= EXTRACT TO READ =
During the Great Depression, de Kooning worked in the Works Project Administration as a muralist. His time working for the WPA convinced him to take up painting full-time. By the late 1940’s and early 1950’s de Kooning became famous for rejecting the established norms in painting by creating works that employed emotive abstract gesture and eschewing the established foreground background relationship. In the early 1950’s he began to explore figurative works known as the “Women” paintings, again casting him out of the established tenants of Abstract Expressionism laid out by critics such as Clement Greenberg. His “Women” function as icons rather than individual portraits blending abstraction and the classic idea of a portrait.

 

In the 1960’s he moved from New York City to the Springs in East Hampton where he built himself a large studio. Throughout the 60’s and 70’s he created many large scale abstract paintings, works on paper, prints, and began to work in sculpture through the 1980’s. He continued to challenge himself and break away from the idea of a signature style. During his time in East Hampton, he worked on pared down works that synthesized his vocabulary from earlier works. Combining figuration and abstraction, balance and imbalance, and painting and drawing into a singular work. In these late paintings he allows himself to create bold and lyrical spaces for the viewer.

 

Succumbing to the affects of old age and dementia, de Kooning worked on his last painting in 1991 and passed away in 1997 at the age of 92, after an extraordinarily long, rich and successful career. He never stopped exploring and expanding the possibilities of his craft, leaving an indelible mark on American and international artists and viewers.

= JOB 1 =
Retype part of the de Kooning passage, beginning at the words "Succumbing to the" and stopping after "artists and viewers.".
The de Kooning passage has no connection to the rows that come after it.

= DATA TO PROCESS =
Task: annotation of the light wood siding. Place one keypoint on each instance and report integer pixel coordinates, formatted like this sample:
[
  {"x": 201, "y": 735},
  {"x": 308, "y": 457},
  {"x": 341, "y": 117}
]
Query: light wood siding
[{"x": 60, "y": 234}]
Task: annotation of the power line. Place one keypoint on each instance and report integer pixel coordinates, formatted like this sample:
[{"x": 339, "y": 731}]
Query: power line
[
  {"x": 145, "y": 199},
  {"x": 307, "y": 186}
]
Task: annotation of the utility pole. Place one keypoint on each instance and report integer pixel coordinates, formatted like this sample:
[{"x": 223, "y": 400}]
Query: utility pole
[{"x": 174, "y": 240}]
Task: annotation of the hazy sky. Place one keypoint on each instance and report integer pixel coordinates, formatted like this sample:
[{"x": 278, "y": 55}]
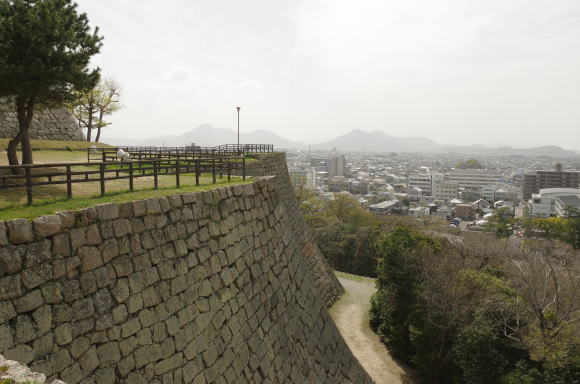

= JOB 2 =
Pick out each line in the rows that includes the string "power".

= COMPLETE RESPONSE 1 =
Succumbing to the affects of old age and dementia, de Kooning worked on his last painting in 1991 and passed away in 1997 at the age of 92, after an extraordinarily long, rich and successful career. He never stopped exploring and expanding the possibilities of his craft, leaving an indelible mark on American and international artists and viewers.

= COMPLETE RESPONSE 2 =
Task: annotation of the power line. Place one keypoint on each instance and report integer pixel coordinates, formatted like this sample:
Query: power line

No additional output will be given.